» **Assignment**
Every line of the data below is to be given again as it appears, with the images removed.

=====

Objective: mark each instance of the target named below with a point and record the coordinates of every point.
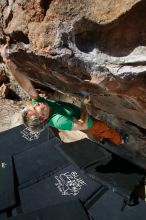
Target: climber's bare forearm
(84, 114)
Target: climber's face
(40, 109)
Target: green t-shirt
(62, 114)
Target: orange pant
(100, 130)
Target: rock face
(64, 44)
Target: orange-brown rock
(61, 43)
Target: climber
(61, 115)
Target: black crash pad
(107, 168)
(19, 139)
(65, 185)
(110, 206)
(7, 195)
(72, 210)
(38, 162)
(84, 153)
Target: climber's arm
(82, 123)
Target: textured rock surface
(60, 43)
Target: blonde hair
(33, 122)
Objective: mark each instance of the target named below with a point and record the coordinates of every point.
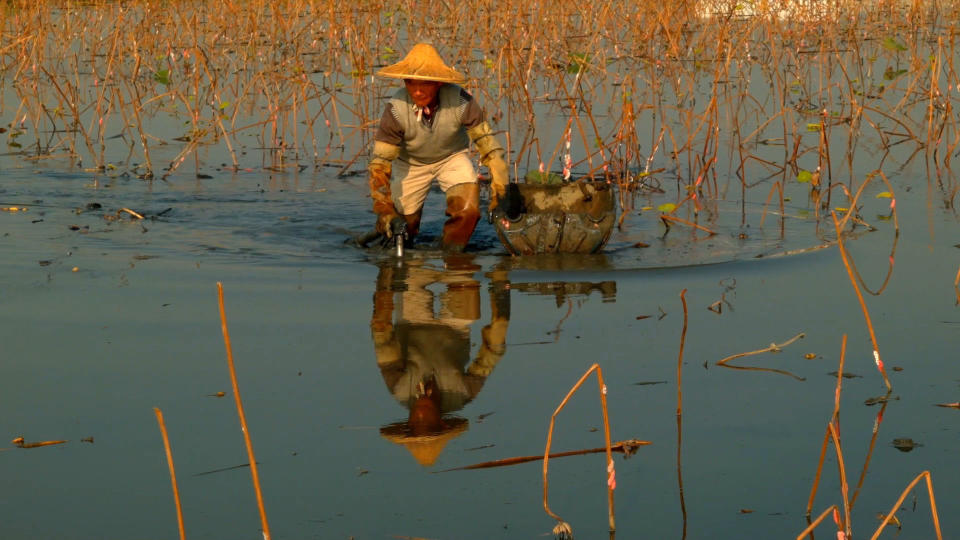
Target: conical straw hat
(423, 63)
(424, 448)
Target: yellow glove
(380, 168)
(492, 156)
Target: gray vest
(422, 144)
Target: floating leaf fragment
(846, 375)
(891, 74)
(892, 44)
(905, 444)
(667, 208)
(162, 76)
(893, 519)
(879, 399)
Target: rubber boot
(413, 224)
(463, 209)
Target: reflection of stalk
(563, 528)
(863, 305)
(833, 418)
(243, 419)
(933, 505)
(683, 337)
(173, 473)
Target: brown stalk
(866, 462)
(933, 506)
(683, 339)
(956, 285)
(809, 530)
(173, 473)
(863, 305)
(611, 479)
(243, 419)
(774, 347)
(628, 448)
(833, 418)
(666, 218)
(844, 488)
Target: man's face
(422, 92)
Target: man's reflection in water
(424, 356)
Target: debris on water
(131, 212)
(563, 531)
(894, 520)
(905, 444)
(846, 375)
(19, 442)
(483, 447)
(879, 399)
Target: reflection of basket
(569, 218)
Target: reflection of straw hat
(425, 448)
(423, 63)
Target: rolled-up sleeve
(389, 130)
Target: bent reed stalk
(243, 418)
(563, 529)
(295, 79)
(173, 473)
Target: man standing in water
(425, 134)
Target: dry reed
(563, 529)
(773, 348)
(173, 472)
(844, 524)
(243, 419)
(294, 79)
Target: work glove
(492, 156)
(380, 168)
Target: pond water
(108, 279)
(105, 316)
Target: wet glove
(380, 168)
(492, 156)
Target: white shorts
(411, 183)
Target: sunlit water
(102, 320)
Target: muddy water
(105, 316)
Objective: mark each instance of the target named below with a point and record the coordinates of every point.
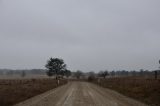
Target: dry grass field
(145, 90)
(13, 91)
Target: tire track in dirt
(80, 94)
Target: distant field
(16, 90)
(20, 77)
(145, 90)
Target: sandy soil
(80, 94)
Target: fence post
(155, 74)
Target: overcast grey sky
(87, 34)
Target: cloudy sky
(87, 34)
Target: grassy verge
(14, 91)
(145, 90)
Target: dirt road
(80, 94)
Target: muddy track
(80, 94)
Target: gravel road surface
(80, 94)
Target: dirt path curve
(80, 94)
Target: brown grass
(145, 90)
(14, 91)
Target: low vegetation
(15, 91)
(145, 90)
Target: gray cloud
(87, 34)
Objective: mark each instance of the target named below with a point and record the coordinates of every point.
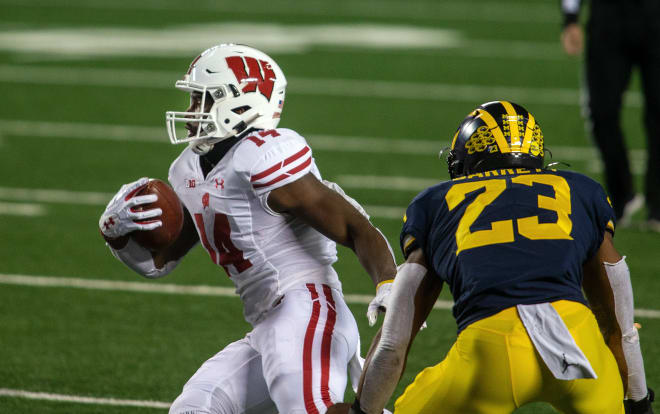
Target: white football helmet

=====

» **Your solution**
Objective: mark each instance of the target named below with a point and record the coordinates of every point.
Target: climber's bare forearm
(84, 114)
Target: climber's face
(40, 109)
Target: green t-shirt
(62, 114)
Target: orange pant
(100, 130)
Target: rock face
(64, 44)
Target: orange-brown rock
(61, 43)
Target: climber
(61, 115)
Target: black crash pad
(107, 168)
(19, 139)
(65, 185)
(110, 206)
(7, 195)
(72, 210)
(38, 162)
(84, 153)
Target: climber's arm
(82, 123)
Target: textured rock surface
(60, 43)
Target: blonde hair
(33, 122)
Objective: mark each instance of the target named below with a point and record the coordinates of every point.
Target: conical straw hat
(423, 63)
(424, 448)
Target: yellow glove
(380, 168)
(492, 156)
Target: gray vest
(422, 144)
Target: floating leaf fragment
(846, 375)
(891, 74)
(892, 44)
(905, 444)
(667, 208)
(162, 76)
(893, 519)
(879, 399)
Target: rubber boot
(413, 224)
(463, 209)
Target: reflection of stalk
(563, 528)
(863, 305)
(833, 418)
(243, 419)
(933, 505)
(683, 337)
(173, 473)
Target: brown stalk
(866, 462)
(933, 506)
(683, 339)
(956, 285)
(809, 530)
(173, 473)
(863, 305)
(611, 479)
(243, 419)
(774, 347)
(628, 448)
(833, 418)
(666, 218)
(844, 488)
Target: man's face
(422, 92)
Target: man's reflection in water
(424, 356)
Target: debris on water
(131, 212)
(563, 531)
(894, 520)
(905, 444)
(846, 375)
(19, 442)
(483, 447)
(879, 399)
Target: reflection of basket
(569, 218)
Target: reflection of straw hat
(425, 448)
(423, 63)
Target: rolled-up sleeve
(389, 130)
Target: bent reed stalk
(243, 418)
(563, 529)
(295, 79)
(173, 473)
Target: man standing in water
(425, 134)
Target: dry reed
(563, 529)
(773, 348)
(173, 472)
(844, 524)
(243, 419)
(294, 79)
Target: work glove
(492, 156)
(380, 168)
Target: pond water
(108, 279)
(105, 316)
Target: wet glove
(380, 168)
(492, 156)
Target: white shorts
(411, 183)
Target: sunlit water
(102, 320)
Target: muddy water
(105, 316)
Objective: mark each instance of the target named below with a point and record the coordinates of every point.
Target: dry grass field
(145, 90)
(13, 91)
Target: tire track in dirt
(80, 94)
Target: distant field
(16, 90)
(20, 77)
(145, 90)
Target: sandy soil
(80, 94)
Target: fence post
(155, 74)
Target: overcast grey sky
(87, 34)
Target: cloudy sky
(87, 34)
Target: grassy verge
(14, 91)
(145, 90)
Target: dirt road
(80, 94)
Target: muddy track
(80, 94)
Target: gravel road surface
(80, 94)
Target: dirt path curve
(80, 94)
Target: brown grass
(145, 90)
(14, 91)
Target: low vegetation
(15, 91)
(145, 90)
Target: gray cloud
(87, 34)
Objective: mark each instance of the target named below with a point and record the coordinates of every point.
Target: white football helmet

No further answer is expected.